每个元素在两次栈扫描中最多入栈出栈各一次,总时间复杂度 O(n),额外空间复杂度 O(n)

参考实现(Java / Go / C++ / Python / JavaScript)

import java.util.*;

class Solution {
    public int sumSubarrayMins(int[] arr) {
        int n = arr.length;
        int[] prev = new int[n];
        int[] next = new int[n];
        Deque<Integer> st = new ArrayDeque<>();
        final long MOD = 1_000_000_007L;

        for (int i = 0; i < n; i++) {
            while (!st.isEmpty() && arr[st.peek()] >= arr[i]) st.pop();
            prev[i] = st.isEmpty() ? -1 : st.peek();
            st.push(i);
        }

        st.clear();
        for (int i = n - 1; i >= 0; i--) {
            while (!st.isEmpty() && arr[st.peek()] > arr[i]) st.pop();
            next[i] = st.isEmpty() ? n : st.peek();
            st.push(i);
        }

        long ans = 0;
        for (int i = 0; i < n; i++) {
            long left = i - prev[i];
            long right = next[i] - i;
            ans = (ans + arr[i] * left % MOD * right) % MOD;
        }
        return (int) ans;
    }
}
func sumSubarrayMins(arr []int) int {
	const MOD int64 = 1_000_000_007
	n := len(arr)
	prev := make([]int, n)
	next := make([]int, n)
	st := make([]int, 0, n)

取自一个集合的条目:
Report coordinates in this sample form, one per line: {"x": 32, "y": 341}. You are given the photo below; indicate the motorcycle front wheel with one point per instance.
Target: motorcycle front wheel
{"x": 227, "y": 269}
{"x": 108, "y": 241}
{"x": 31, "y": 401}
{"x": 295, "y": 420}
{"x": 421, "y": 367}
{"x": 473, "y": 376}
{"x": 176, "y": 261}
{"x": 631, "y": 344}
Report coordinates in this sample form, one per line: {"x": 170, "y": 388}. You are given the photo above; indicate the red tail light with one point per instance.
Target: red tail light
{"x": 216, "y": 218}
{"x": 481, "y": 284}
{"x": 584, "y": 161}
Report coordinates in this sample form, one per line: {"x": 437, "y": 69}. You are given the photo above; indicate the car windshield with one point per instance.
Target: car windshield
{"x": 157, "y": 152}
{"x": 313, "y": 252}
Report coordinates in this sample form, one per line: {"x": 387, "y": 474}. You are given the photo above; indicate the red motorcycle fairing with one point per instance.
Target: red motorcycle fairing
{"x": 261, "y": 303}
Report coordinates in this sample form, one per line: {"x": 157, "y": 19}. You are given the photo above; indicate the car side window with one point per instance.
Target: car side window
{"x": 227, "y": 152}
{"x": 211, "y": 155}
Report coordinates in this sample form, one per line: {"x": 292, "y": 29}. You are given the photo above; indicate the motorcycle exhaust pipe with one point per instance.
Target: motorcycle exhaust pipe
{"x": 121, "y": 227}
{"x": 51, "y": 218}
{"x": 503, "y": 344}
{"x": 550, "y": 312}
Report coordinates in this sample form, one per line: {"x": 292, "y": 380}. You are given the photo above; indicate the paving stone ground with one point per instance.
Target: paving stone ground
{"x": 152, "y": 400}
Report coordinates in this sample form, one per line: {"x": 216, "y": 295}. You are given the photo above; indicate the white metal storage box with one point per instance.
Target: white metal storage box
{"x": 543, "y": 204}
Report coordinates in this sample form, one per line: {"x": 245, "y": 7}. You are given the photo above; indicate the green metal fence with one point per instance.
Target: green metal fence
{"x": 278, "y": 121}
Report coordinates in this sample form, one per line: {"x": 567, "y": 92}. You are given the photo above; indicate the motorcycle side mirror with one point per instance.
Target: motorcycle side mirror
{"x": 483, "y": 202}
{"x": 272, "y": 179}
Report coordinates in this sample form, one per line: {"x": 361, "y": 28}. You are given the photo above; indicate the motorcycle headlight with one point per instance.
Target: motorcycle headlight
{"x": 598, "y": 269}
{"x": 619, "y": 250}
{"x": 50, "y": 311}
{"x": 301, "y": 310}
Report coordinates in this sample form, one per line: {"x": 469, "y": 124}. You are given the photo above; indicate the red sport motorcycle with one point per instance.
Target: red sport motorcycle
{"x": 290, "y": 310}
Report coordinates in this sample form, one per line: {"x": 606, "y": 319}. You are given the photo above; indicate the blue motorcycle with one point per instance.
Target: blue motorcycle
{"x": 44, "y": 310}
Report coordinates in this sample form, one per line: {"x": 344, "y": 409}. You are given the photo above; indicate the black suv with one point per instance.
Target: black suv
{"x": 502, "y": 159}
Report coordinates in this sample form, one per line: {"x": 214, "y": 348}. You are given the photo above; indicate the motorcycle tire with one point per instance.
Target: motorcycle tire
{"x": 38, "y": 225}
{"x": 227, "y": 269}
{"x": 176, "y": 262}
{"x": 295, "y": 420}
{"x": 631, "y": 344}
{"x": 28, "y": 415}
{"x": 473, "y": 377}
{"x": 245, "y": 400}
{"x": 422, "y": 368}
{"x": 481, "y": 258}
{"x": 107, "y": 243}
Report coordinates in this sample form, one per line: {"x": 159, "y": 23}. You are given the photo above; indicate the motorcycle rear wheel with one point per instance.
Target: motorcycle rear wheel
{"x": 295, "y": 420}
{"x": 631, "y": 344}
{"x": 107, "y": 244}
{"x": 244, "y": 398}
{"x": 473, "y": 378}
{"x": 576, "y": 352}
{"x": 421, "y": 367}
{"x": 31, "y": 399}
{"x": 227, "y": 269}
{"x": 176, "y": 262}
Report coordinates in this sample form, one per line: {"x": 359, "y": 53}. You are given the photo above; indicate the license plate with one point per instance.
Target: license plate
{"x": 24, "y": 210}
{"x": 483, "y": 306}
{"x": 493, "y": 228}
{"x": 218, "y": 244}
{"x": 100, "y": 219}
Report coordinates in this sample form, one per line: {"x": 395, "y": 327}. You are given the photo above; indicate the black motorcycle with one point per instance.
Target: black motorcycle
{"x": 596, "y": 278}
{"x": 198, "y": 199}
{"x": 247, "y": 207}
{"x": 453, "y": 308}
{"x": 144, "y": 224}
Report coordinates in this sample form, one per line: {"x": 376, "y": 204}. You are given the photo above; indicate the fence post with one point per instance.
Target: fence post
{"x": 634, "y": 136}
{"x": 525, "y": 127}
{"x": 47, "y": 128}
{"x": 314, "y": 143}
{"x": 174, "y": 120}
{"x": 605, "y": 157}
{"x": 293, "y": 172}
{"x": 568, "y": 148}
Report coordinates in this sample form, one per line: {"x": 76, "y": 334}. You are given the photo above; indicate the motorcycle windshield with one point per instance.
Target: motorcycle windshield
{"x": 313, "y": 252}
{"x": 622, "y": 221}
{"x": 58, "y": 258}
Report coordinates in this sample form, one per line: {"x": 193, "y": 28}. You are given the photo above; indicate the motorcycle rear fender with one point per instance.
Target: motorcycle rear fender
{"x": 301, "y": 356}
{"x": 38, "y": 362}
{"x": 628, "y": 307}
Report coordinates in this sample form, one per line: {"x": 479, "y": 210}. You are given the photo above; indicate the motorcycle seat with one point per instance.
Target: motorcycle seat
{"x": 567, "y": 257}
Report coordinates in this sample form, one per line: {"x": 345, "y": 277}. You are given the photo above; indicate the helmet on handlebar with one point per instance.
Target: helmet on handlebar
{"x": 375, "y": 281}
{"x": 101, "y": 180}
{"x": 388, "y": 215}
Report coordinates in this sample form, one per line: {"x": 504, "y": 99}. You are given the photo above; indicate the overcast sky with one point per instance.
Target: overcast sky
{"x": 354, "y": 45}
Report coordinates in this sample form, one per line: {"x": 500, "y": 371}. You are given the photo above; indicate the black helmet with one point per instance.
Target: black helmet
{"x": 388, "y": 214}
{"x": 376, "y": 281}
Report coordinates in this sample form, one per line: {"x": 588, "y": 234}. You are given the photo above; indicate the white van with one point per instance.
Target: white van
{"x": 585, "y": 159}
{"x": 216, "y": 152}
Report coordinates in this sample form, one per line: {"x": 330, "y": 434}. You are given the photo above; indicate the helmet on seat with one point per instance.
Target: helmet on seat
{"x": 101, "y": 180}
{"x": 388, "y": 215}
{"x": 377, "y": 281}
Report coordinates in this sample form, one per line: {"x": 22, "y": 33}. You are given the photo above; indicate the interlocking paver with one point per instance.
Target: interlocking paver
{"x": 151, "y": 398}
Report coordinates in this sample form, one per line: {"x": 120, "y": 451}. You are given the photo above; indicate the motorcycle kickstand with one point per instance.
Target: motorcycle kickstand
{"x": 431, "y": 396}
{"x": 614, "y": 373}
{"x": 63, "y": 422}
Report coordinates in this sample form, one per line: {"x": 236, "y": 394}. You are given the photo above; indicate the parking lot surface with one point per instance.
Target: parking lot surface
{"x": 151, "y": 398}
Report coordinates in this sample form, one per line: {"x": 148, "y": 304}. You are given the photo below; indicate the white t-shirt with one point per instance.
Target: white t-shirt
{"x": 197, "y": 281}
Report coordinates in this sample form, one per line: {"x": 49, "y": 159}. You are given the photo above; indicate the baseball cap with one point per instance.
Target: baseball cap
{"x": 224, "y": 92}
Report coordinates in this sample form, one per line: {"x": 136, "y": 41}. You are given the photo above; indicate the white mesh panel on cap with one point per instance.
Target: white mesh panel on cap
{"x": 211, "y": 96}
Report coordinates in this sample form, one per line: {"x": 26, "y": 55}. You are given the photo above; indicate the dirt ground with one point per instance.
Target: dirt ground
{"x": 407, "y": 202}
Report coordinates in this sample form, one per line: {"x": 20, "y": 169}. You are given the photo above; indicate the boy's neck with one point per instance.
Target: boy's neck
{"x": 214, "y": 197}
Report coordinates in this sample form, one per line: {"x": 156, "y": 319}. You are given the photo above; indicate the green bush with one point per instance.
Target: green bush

→ **题目 A**
在摘录的 Java 实现中,常量 MOD 被设为什么值?
→ **题目 B**
请把摘录中以“每个元素在两次栈扫描中”开头的段落改写成一个简短的列表,并保留其主要信息。
→ **题目 C**
根据摘录,这种做法的总时间复杂度为什么是 O(n)?请用一到三句话说明。

→ **回答 A**
MOD 被设为 1_000_000_007L。

→ **回答 B**
- 两次栈扫描中,每个元素最多入栈一次、出栈一次
- 总时间复杂度:O(n)
- 额外空间复杂度:O(n)

→ **回答 C**
在两次栈扫描中,每个元素最多只入栈一次、出栈一次,所以总时间复杂度为 O(n)。